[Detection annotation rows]
--------------------------------

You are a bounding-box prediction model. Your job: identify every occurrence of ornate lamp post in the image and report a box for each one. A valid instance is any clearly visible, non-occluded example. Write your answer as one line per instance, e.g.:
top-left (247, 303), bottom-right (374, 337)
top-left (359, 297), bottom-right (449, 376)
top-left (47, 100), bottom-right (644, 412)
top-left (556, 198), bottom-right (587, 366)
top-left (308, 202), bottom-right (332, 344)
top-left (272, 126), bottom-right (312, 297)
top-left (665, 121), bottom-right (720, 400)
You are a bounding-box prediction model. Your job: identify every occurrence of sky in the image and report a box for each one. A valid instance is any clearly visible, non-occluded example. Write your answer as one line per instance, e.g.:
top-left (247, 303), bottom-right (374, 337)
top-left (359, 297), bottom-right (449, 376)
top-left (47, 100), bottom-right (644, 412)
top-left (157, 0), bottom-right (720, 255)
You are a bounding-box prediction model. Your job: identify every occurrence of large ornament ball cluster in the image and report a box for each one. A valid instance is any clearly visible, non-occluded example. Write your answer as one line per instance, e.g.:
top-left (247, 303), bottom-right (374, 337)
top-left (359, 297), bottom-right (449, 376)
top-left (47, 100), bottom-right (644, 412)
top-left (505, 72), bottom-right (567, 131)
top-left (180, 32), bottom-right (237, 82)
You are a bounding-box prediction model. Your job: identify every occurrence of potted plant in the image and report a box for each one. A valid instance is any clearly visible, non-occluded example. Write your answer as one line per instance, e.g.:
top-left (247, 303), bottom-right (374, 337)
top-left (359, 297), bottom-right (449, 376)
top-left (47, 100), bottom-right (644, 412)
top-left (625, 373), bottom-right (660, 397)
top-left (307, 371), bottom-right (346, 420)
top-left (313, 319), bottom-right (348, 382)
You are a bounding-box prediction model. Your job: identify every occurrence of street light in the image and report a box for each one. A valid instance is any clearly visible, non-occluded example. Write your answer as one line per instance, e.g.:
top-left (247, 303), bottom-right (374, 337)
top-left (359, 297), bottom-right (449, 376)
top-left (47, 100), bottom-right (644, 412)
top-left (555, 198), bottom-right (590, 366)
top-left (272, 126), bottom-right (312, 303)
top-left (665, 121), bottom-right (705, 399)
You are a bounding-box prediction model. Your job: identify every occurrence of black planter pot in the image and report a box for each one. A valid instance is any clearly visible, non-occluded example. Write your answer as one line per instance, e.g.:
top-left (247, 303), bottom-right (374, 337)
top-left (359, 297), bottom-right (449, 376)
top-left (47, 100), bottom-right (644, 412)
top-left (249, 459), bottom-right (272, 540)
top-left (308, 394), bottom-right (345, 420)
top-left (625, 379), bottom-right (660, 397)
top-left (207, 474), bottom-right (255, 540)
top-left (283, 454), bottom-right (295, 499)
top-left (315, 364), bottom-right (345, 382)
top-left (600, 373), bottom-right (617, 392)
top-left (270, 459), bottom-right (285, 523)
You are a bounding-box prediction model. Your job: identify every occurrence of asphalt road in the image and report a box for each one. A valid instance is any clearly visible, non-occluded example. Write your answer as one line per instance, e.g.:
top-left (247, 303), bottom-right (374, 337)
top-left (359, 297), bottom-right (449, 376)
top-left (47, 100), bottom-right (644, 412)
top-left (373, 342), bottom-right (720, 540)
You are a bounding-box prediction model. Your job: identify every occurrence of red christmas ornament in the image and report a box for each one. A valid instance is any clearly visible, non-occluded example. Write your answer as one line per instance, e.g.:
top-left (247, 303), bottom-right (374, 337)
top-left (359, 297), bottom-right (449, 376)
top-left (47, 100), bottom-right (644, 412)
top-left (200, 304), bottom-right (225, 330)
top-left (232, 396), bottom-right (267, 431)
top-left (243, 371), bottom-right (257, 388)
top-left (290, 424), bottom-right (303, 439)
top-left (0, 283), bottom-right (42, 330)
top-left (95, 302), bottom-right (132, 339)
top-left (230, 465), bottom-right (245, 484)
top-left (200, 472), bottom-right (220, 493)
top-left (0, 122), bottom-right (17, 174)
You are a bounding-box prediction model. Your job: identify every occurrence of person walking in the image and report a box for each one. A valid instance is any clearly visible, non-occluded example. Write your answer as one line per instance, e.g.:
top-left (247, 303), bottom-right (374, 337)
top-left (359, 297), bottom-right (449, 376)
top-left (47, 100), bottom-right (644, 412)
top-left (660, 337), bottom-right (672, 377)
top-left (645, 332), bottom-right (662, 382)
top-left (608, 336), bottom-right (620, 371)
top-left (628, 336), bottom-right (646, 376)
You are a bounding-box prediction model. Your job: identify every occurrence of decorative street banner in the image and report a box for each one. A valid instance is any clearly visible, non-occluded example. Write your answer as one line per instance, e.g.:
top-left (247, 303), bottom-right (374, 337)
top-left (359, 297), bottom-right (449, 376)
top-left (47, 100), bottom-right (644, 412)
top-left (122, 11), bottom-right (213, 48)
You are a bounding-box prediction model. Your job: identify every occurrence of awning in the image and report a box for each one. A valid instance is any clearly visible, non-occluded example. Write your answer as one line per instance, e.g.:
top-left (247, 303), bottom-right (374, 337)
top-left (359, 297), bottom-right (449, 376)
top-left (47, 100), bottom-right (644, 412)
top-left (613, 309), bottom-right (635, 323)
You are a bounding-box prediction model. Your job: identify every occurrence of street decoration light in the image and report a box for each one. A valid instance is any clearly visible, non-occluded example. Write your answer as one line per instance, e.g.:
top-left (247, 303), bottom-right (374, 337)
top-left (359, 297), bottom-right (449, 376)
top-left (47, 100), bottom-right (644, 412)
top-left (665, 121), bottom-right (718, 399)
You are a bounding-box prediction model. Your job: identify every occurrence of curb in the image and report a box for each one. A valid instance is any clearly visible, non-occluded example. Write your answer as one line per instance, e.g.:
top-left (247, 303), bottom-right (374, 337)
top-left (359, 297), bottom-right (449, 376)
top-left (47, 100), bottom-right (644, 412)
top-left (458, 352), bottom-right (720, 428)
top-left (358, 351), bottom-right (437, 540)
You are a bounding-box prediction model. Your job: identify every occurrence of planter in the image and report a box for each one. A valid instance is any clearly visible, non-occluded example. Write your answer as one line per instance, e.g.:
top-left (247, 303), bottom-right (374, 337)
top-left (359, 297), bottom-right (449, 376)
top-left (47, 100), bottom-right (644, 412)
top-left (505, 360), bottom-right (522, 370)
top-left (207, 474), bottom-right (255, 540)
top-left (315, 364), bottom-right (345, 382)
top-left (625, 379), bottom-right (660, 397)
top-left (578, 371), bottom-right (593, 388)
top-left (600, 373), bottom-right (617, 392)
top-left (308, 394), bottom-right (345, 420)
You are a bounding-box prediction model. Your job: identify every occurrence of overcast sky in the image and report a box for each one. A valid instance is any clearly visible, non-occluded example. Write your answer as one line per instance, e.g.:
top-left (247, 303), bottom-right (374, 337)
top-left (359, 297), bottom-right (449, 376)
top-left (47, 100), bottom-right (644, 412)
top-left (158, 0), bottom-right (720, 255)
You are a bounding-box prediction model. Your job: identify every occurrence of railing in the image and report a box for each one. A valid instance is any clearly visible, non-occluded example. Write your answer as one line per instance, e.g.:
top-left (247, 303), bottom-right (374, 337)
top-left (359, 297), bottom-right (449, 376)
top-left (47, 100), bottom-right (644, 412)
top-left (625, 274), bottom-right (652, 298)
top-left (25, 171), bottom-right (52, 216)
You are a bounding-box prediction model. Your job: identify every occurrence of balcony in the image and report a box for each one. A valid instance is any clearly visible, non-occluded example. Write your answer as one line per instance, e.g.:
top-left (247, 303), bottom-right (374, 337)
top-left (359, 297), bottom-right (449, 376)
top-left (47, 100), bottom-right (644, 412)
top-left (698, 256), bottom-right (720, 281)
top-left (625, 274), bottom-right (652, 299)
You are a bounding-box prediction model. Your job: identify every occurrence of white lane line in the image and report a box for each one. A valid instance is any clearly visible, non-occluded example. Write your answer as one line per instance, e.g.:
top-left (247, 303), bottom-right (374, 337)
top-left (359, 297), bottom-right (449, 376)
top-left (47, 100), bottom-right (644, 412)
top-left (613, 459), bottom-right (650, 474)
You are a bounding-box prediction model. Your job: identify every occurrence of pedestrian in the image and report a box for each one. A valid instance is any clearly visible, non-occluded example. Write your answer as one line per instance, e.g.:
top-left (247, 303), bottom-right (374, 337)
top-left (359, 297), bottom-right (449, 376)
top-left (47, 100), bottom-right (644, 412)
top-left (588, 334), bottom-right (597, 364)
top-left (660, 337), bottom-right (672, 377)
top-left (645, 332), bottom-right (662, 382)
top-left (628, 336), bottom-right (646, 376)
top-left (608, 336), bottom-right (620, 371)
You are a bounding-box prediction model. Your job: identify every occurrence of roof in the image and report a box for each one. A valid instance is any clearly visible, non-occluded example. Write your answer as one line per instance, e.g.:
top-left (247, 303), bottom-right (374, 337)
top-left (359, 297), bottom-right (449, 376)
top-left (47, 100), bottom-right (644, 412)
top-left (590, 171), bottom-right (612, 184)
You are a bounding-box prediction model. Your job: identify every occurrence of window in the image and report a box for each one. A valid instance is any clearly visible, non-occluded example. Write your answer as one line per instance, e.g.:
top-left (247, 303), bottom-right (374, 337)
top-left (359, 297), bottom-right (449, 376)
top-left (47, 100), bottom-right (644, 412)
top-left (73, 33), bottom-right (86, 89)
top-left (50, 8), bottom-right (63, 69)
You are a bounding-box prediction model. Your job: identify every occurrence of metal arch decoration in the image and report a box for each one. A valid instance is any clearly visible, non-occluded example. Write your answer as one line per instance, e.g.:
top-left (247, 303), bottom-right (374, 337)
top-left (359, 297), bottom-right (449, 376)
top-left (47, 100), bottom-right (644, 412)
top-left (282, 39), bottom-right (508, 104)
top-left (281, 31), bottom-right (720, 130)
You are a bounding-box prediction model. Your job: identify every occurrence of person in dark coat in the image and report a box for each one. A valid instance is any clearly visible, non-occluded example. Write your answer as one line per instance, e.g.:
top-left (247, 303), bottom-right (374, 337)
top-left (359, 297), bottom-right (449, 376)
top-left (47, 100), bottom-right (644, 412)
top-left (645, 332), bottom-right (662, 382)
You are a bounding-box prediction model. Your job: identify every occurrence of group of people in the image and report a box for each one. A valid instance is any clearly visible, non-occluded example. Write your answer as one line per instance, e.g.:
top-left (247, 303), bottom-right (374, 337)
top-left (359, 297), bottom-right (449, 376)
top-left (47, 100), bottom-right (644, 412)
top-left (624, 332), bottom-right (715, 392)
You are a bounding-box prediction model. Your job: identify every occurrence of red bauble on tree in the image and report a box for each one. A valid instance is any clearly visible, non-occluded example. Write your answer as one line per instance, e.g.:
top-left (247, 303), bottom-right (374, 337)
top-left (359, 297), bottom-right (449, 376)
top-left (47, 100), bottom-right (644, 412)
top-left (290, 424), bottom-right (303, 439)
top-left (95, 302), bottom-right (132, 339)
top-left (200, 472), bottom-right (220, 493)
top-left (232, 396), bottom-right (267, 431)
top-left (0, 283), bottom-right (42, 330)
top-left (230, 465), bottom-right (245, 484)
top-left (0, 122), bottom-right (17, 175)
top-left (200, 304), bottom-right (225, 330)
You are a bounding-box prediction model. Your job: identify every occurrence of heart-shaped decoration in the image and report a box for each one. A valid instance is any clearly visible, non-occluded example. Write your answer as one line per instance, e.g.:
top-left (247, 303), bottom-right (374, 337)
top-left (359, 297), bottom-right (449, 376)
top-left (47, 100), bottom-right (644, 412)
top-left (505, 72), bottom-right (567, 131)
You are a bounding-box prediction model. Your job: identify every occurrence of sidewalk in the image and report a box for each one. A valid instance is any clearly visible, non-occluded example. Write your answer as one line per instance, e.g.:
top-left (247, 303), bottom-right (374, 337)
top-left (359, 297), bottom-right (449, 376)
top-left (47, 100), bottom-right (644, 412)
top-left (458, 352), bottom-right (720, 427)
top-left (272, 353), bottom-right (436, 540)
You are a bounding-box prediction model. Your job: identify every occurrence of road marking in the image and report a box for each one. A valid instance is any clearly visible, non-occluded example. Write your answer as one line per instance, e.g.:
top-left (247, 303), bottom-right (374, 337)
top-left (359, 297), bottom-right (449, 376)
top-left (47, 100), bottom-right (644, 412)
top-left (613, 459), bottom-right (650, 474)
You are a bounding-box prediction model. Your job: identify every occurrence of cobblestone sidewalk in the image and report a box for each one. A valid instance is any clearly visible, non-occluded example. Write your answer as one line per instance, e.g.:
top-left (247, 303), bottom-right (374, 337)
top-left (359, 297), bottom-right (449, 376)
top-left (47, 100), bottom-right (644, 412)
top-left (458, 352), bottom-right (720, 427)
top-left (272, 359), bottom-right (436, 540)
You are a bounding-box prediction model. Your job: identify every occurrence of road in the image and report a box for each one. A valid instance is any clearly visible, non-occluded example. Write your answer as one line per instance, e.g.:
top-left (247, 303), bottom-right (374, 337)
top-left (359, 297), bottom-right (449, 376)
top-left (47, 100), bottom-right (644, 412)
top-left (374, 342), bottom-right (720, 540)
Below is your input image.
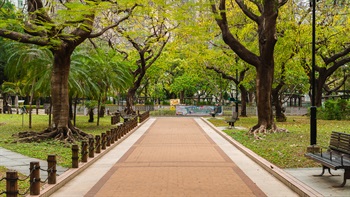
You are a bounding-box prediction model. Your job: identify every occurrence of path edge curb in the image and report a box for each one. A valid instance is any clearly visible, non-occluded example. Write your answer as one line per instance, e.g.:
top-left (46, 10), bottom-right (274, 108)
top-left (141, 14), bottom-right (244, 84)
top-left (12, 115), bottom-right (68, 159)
top-left (201, 117), bottom-right (323, 197)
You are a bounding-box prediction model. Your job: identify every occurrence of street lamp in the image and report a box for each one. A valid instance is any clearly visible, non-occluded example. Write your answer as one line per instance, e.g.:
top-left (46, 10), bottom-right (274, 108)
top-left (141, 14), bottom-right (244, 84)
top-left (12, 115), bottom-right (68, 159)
top-left (310, 0), bottom-right (317, 147)
top-left (236, 69), bottom-right (238, 112)
top-left (343, 64), bottom-right (348, 96)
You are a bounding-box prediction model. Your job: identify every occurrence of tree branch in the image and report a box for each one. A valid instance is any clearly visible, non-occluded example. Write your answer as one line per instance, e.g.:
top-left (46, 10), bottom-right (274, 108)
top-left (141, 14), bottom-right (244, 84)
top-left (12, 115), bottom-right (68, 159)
top-left (235, 0), bottom-right (263, 23)
top-left (210, 0), bottom-right (260, 66)
top-left (89, 4), bottom-right (138, 38)
top-left (0, 29), bottom-right (49, 46)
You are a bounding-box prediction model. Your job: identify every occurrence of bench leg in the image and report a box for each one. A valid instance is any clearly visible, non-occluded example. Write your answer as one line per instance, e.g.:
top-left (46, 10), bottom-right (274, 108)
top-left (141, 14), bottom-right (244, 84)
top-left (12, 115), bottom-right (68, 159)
top-left (333, 169), bottom-right (350, 188)
top-left (314, 166), bottom-right (339, 176)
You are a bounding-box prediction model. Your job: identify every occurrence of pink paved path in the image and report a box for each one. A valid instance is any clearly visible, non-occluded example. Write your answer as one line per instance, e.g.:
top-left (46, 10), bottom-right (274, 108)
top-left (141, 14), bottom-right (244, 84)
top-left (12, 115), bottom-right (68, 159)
top-left (85, 118), bottom-right (266, 197)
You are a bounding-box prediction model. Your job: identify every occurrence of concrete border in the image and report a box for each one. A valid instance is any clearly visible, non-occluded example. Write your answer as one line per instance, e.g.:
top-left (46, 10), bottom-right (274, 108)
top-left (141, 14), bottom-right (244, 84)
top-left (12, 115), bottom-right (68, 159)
top-left (33, 117), bottom-right (150, 197)
top-left (201, 117), bottom-right (323, 196)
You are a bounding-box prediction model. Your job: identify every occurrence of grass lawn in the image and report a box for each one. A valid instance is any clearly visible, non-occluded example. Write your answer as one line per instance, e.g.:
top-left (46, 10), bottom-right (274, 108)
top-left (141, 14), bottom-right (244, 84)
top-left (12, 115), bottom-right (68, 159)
top-left (0, 114), bottom-right (350, 191)
top-left (0, 114), bottom-right (112, 167)
top-left (209, 116), bottom-right (350, 168)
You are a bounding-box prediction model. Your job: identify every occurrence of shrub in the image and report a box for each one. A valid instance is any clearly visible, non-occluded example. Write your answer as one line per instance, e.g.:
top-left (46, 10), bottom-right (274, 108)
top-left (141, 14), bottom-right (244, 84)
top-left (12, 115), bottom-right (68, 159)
top-left (317, 99), bottom-right (350, 120)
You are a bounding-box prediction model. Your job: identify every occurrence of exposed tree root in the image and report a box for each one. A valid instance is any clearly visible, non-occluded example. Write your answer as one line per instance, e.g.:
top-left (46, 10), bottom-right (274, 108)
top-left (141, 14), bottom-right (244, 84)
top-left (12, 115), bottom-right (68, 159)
top-left (14, 124), bottom-right (90, 143)
top-left (248, 123), bottom-right (288, 140)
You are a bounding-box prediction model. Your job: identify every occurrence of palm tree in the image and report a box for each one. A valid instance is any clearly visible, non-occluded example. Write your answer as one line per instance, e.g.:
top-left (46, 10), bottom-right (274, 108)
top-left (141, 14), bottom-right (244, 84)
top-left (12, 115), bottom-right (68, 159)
top-left (74, 46), bottom-right (132, 125)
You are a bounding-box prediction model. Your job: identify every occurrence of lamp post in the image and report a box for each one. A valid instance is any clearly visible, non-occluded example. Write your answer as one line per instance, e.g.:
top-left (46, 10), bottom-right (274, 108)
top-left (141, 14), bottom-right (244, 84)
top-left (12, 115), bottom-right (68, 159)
top-left (343, 64), bottom-right (348, 99)
top-left (310, 0), bottom-right (317, 151)
top-left (236, 69), bottom-right (238, 113)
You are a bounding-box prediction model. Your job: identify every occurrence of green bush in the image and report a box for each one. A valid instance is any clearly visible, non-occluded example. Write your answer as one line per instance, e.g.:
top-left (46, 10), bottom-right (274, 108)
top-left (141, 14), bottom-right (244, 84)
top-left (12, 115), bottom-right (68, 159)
top-left (150, 109), bottom-right (176, 116)
top-left (317, 99), bottom-right (350, 120)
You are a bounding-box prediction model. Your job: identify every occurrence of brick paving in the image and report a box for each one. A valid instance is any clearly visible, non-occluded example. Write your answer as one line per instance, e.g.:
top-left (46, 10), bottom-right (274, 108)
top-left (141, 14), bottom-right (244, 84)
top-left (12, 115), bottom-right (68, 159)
top-left (85, 118), bottom-right (266, 197)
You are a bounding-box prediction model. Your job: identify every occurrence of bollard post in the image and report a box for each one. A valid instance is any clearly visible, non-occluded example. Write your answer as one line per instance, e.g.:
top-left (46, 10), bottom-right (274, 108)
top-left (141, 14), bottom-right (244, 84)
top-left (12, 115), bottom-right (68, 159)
top-left (6, 171), bottom-right (18, 197)
top-left (101, 133), bottom-right (106, 150)
top-left (29, 162), bottom-right (40, 195)
top-left (109, 129), bottom-right (114, 144)
top-left (72, 144), bottom-right (79, 168)
top-left (47, 155), bottom-right (57, 184)
top-left (106, 131), bottom-right (111, 146)
top-left (95, 135), bottom-right (101, 153)
top-left (81, 141), bottom-right (88, 162)
top-left (89, 137), bottom-right (95, 158)
top-left (114, 127), bottom-right (119, 141)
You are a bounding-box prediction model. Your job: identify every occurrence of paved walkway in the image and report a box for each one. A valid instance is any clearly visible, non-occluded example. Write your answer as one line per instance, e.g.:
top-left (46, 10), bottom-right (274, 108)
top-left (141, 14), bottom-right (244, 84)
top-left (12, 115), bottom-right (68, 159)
top-left (51, 118), bottom-right (298, 197)
top-left (0, 117), bottom-right (350, 197)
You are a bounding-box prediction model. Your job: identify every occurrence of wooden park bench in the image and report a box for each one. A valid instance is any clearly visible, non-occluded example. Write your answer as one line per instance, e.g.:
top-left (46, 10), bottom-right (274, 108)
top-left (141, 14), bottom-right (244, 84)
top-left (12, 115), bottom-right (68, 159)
top-left (305, 131), bottom-right (350, 187)
top-left (120, 112), bottom-right (137, 122)
top-left (226, 112), bottom-right (238, 129)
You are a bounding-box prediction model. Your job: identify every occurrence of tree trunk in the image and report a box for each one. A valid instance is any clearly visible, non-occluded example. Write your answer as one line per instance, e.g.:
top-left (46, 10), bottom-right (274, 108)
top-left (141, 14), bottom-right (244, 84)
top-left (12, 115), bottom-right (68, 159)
top-left (88, 108), bottom-right (94, 122)
top-left (35, 98), bottom-right (40, 115)
top-left (239, 86), bottom-right (247, 117)
top-left (73, 95), bottom-right (78, 126)
top-left (272, 87), bottom-right (287, 122)
top-left (251, 61), bottom-right (274, 132)
top-left (51, 50), bottom-right (71, 129)
top-left (125, 88), bottom-right (137, 114)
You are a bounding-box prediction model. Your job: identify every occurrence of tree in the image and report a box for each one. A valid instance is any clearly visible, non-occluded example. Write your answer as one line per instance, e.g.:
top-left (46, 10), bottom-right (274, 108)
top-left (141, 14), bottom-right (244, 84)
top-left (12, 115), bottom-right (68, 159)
top-left (0, 0), bottom-right (136, 142)
top-left (110, 5), bottom-right (175, 114)
top-left (211, 0), bottom-right (287, 133)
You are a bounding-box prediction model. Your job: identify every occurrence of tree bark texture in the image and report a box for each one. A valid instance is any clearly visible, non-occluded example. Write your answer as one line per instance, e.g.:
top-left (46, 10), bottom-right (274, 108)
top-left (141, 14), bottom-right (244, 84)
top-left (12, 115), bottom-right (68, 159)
top-left (211, 0), bottom-right (286, 133)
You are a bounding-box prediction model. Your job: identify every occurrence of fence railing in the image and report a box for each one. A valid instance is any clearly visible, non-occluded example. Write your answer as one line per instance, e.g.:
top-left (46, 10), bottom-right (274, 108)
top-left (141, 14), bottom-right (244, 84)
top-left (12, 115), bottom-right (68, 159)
top-left (0, 155), bottom-right (57, 197)
top-left (0, 112), bottom-right (149, 197)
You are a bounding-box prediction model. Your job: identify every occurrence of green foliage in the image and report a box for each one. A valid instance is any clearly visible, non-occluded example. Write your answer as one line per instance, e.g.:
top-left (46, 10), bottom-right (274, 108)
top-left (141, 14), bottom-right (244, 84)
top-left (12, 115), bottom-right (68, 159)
top-left (84, 100), bottom-right (97, 109)
top-left (150, 109), bottom-right (176, 116)
top-left (317, 99), bottom-right (350, 120)
top-left (209, 116), bottom-right (350, 168)
top-left (0, 114), bottom-right (111, 167)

--------------------------------

Copy out, word for word, the lines of the rows above that begin with the one containing "of person in" and run through the one containing "top-left (624, 332), bottom-right (715, 392)".

Reply to the exercise
You are a bounding-box prediction model. Your job: identify every occurrence of person in dark coat in the image and report a box for each one. A valid instance is any clearly visible, non-occluded example. Write your answer as one line per instance, e.g.:
top-left (247, 303), bottom-right (374, 337)
top-left (359, 297), bottom-right (449, 376)
top-left (47, 100), bottom-right (644, 412)
top-left (645, 332), bottom-right (662, 382)
You are a bounding-box prediction model. Your job: identify every occurrence of group of people in the image and report a box for each one. A valid instance is any clearly visible, non-occluded example. Write your answer as one line per instance, e.g.:
top-left (247, 303), bottom-right (374, 337)
top-left (359, 297), bottom-right (449, 376)
top-left (47, 100), bottom-right (644, 412)
top-left (624, 332), bottom-right (715, 392)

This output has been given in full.